What to do:
Please give the rows in the stretch from "Rules: place one point on every instance of the glass" through "Target: glass stemware on table" again, substituting "goblet" for "stemware" and leaving everything else unchanged.

Dataset extract:

***

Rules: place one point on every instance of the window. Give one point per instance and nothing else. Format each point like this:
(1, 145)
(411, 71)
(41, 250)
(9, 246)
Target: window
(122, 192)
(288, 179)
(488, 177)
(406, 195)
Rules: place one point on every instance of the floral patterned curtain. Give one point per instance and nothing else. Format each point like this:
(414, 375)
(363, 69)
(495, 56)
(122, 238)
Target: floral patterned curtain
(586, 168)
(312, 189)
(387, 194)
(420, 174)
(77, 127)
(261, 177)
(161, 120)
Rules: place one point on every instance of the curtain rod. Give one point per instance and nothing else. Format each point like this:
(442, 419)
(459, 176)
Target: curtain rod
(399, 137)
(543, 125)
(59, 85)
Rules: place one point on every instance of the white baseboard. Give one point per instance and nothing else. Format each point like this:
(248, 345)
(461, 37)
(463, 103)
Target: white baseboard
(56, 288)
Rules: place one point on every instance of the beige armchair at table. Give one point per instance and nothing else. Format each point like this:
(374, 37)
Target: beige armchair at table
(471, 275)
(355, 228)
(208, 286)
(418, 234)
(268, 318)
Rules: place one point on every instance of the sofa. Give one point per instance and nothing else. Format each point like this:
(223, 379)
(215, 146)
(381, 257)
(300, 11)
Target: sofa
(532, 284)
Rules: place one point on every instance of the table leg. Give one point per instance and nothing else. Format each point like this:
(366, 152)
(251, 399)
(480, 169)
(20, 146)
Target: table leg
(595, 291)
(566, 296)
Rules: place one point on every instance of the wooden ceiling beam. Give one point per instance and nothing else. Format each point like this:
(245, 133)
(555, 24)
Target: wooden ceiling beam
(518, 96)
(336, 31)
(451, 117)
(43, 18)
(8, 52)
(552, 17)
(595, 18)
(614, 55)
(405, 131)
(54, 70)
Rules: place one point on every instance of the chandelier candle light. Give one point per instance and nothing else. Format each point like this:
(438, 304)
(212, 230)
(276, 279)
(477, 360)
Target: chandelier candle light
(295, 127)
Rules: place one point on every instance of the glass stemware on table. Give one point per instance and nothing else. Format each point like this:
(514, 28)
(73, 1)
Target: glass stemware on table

***

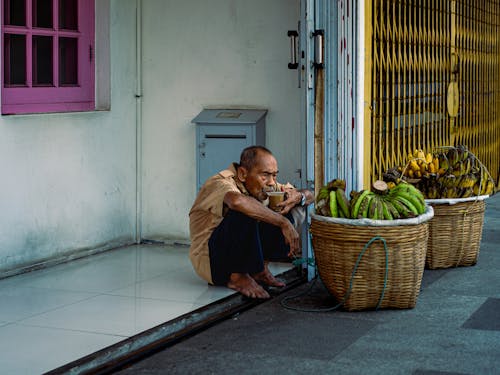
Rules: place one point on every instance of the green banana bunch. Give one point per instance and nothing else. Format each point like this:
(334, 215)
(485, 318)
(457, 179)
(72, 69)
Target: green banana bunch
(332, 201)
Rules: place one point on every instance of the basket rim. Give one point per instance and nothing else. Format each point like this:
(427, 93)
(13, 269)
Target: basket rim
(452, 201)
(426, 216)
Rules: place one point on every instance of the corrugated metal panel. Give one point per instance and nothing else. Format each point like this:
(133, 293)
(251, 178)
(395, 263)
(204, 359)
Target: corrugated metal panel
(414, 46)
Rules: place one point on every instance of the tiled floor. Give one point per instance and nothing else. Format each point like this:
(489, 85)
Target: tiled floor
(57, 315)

***

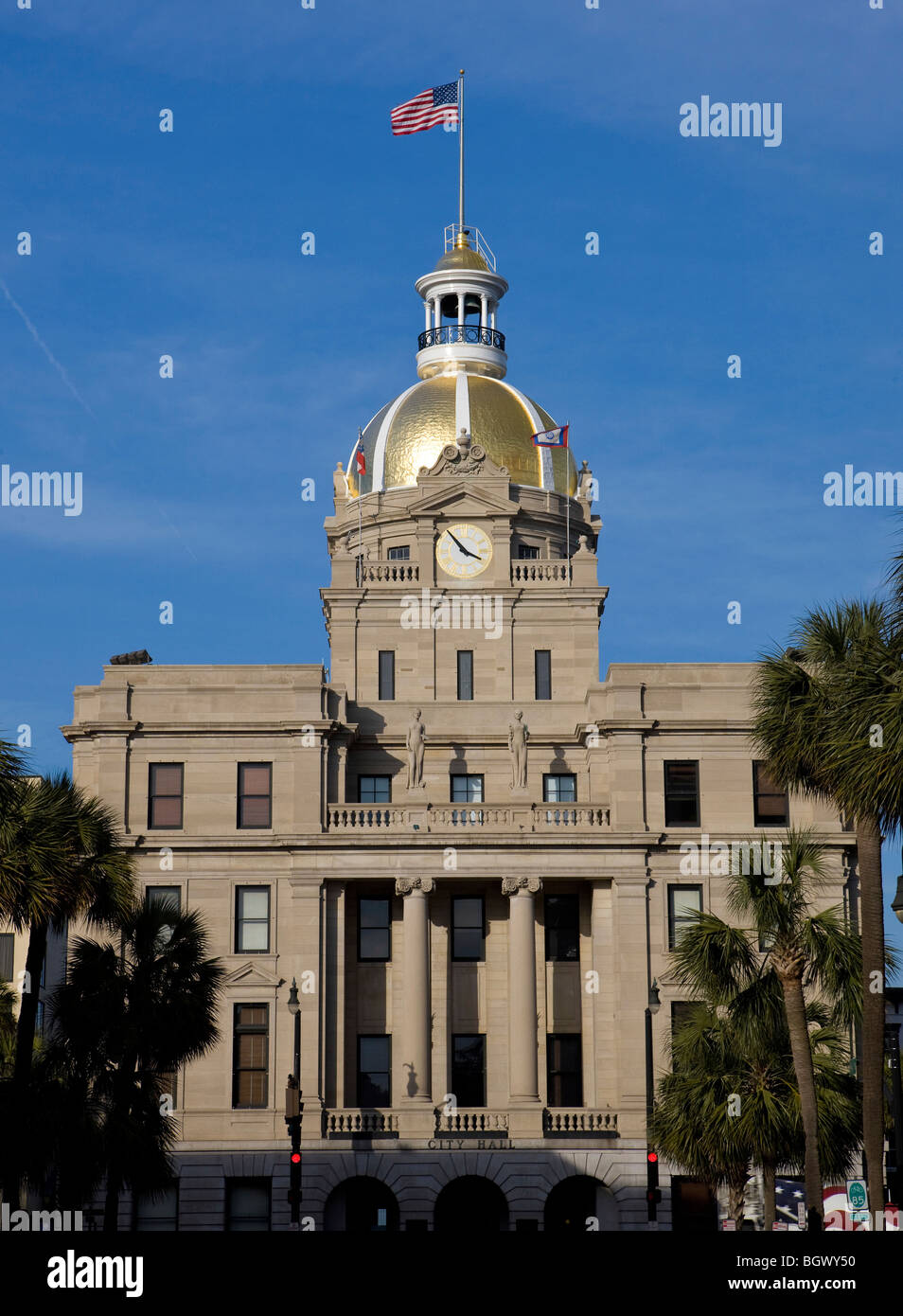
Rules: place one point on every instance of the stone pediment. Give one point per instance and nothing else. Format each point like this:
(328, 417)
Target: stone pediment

***

Exercise answer:
Rules: place one point on every instance of the glass goblet on table. Give one point per instance and nothing else. Format each point like this:
(514, 28)
(73, 1)
Target: glass goblet on table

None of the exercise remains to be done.